FRAGMENTO ORIGINAL:
----

La idea de Hutton fue desechada por sus contemporáneos, pero en el siglo XX fue retomada por el ambientalista inglés James E. Lovelock (1919-2002), quien después de graduarse como médico y de realizar investigaciones para la milicia estadounidense, en la década de 1960 trabajó como consultor para la NASA en sus esfuerzos de detección de vida en Marte a través del análisis de su atmósfera. Esos estudios y las primeras imágenes de la Tierra vista desde el espacio fueron la chispa que le permitió desarrollar su famosa “Hipótesis Gaia”.

James Lovelock
James Lovelock

En el capítulo 56 del libro Biodiversidad (1988), editado por la National Academies Presas de los Estados Unidos, el propio Lovelock explica que la clave de su teoría está en el desequilibrio químico de la atmósfera terrestre: “al verla bajo luz infrarroja, la Tierra es una extraña y maravillosa anomalía entre los planetas del Sistema Solar [pues] nuestra atmósfera, el aire que respiramos, está escandalosamente fuera de equilibrio en un sentido químico”.

Basándose en esta evidencia, Lovelock revivió la idea de Hutton de que vivimos sobre un superorganismo y no sobre una simple esfera de roca. Sus argumentos fueron expuestos en dos ensayos científicos, uno de 1972 y uno de 1974, mismos que fueron popularizados por un artículo de 1975 en la revista de divulgación New Scientist; más tarde, en 1979, publicó el libro Gaia: una nueva mirada a la vida en la Tierra. Como datos adicionales, la hipótesis fue desarrollada en colaboración con la microbióloga Lynn Margulis, y fue el novelista William Golding —autor de El señor de las moscas— quien sugirió utilizar el poderoso nombre de Gaia para esta hipótesis que supone que la Tierra está viva.

¿En qué se basa exactamente Lovelock para esta afirmación? En resumen, se trata de un nuevo modelo geofísico en el que los grandes ecosistemas marítimos y terrestres regulan la temperatura de la superficie del planeta, la salinidad de los mares y la cantidad de oxígeno y de CO2 en la atmósfera, en una homeostasis semejante a la de cualquier organismo vivo.

El planeta Tierra

Llegado este punto, vale la pena recordar que nuestro cuerpo está hecho de células que tienen distintas funciones, las cuales llevan a cabo sin que intervengamos o seamos conscientes de ello: en nuestro interior viven leucocitos o glóbulos blancos —que, como si fueran seres vivos independientes, combaten y devoran agentes patógenos que nos enferman—, así como flora y fauna intestinal, entre otros microorganismos. Es decir, aunque cada uno de nosotros se conciba como un ser vivo individual, en realidad estamos hechos de miles de componentes microscópicos con vida.

----

MATERIAL PROPORCIONADO:
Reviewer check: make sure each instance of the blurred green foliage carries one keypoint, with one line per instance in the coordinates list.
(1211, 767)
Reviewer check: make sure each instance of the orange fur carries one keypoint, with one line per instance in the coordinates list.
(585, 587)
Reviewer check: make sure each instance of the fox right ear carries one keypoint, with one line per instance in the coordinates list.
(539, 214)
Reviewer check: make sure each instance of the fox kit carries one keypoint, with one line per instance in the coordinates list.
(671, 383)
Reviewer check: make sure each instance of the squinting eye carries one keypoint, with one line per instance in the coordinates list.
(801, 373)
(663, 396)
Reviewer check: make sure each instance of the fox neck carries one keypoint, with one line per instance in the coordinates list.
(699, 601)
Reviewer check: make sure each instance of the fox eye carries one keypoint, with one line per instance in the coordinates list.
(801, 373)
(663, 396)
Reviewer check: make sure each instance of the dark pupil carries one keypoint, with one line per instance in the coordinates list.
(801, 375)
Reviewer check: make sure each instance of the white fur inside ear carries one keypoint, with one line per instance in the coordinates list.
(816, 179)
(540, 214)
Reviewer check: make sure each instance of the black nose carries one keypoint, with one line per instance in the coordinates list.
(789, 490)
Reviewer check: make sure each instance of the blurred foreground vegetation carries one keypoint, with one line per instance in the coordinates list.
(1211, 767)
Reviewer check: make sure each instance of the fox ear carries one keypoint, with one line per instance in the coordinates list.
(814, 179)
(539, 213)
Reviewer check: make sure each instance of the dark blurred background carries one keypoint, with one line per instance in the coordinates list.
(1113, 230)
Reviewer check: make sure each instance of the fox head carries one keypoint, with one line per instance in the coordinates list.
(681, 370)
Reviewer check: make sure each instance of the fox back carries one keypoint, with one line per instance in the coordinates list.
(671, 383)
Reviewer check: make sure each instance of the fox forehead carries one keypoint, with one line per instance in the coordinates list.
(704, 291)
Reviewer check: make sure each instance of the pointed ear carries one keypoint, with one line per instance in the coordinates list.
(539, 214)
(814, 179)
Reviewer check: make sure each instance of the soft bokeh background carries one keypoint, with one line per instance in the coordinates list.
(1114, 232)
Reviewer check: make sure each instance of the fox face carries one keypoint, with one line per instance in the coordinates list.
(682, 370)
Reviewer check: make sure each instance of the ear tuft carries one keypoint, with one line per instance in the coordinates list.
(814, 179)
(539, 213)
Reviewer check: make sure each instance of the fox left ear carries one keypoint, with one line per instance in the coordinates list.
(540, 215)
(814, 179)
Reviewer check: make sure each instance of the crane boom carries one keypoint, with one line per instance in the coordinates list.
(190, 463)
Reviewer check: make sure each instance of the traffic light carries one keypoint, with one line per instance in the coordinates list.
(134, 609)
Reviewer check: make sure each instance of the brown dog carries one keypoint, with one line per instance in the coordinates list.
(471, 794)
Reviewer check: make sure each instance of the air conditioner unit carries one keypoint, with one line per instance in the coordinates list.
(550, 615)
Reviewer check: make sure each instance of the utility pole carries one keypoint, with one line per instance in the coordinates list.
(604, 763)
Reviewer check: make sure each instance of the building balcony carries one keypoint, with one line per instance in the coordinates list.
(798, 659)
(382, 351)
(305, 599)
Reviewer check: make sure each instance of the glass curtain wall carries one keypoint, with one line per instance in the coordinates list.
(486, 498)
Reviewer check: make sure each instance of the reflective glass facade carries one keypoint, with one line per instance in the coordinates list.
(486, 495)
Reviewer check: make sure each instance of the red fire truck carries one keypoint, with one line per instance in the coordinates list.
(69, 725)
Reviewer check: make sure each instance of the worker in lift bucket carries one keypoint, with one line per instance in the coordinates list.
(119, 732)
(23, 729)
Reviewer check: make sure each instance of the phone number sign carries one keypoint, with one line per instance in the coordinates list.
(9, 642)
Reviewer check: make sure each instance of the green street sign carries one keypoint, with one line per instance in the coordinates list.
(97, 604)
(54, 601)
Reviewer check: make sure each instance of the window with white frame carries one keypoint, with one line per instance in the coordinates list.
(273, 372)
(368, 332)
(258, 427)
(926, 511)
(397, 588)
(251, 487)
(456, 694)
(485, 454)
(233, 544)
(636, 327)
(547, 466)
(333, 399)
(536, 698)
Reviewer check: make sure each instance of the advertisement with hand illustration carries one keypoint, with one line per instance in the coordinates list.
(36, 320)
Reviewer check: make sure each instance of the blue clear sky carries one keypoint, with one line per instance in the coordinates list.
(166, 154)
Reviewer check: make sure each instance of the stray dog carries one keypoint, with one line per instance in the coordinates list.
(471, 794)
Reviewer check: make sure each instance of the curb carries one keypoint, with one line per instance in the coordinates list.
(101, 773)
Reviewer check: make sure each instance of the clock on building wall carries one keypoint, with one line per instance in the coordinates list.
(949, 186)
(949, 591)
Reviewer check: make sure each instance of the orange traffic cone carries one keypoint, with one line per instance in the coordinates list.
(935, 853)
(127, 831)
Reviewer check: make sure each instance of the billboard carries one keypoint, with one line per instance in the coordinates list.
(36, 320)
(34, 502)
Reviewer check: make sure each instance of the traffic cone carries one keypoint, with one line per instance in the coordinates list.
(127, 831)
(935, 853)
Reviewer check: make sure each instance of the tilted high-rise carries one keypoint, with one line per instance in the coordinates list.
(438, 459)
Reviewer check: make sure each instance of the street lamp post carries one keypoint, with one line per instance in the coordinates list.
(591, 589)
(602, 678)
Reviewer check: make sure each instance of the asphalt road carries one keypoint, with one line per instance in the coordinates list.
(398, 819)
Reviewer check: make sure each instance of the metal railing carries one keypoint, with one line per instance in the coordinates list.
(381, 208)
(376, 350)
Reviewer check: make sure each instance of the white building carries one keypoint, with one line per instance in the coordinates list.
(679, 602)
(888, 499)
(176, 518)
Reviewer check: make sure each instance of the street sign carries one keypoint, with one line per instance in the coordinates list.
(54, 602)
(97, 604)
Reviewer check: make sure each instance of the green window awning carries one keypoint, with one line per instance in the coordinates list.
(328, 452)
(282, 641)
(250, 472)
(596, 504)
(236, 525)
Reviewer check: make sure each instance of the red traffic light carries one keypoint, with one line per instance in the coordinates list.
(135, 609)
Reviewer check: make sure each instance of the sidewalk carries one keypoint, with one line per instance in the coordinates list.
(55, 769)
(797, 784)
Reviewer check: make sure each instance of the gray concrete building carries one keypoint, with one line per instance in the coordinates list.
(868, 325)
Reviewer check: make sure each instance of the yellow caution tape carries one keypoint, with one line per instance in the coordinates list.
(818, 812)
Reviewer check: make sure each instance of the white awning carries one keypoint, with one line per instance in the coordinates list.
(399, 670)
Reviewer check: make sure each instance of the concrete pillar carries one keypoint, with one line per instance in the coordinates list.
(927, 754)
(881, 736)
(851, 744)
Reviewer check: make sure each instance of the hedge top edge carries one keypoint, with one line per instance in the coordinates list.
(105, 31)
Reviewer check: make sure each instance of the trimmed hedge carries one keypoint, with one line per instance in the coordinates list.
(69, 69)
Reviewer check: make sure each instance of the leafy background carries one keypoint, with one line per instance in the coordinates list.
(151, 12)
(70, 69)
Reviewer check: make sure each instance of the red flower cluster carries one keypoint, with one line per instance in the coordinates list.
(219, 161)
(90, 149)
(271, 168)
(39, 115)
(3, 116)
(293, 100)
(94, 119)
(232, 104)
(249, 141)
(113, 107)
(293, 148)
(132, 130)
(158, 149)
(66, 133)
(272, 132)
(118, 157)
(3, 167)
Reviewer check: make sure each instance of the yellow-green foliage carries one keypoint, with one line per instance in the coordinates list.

----

QUÉ HACER: Continúa el texto sobre la hipótesis Gaia a partir de su última oración.

RESPUESTA ESPERADA:
Así, el modelo de Lovelock implica alejarse de la visión antropocéntrica en la que el Homo sapiens es una creación única, dueña, administradora o “pasajera” de la gran nave llamada Tierra. Según la Hipótesis Gaia, no vivimos en la Tierra, sino que somos la Tierra, pues estamos hechos exactamente de la misma materia. Esto tiene serias implicaciones en la biología e incluso modifica la gran teoría de Darwin: ya no basta con afirmar que los organismos que dejan la mayor progenie tendrán éxito; habría que añadir que sólo podrán hacerlo si no afectan negativamente al medio ambiente.

Desde su aparición, la Hipótesis Gaia ha tenido detractores y también seguidores, como el periodista científico Ferris Jabr, quien en su recién publicado libro Becoming Earth: How Our Planet Came to Life (2024) profundiza en las nociones de Lovelock y las enriquece con los últimos hallazgos biológicos, ecológicos y geológicos que confirman que la vida, los organismos y ecosistemas tienen una gran influencia en las propiedades físicas del planeta.

Todo esto, ¿cómo afecta a la especie humana? Jabr y Lovelock coinciden en que concebir al planeta como un organismo viviente puede inspirarnos a tomar acciones para lidiar con la emergencia climática. “Ser egoísta es humano y natural —dice Lovelock en el citado libro Biodiversity—; pero si elegimos ser egoístas del modo correcto, entonces la vida puede ser rica y, al mismo tiempo, coherente con un mundo apropiado para nuestros nietos y los de todos nuestros compañeros en Gaia”.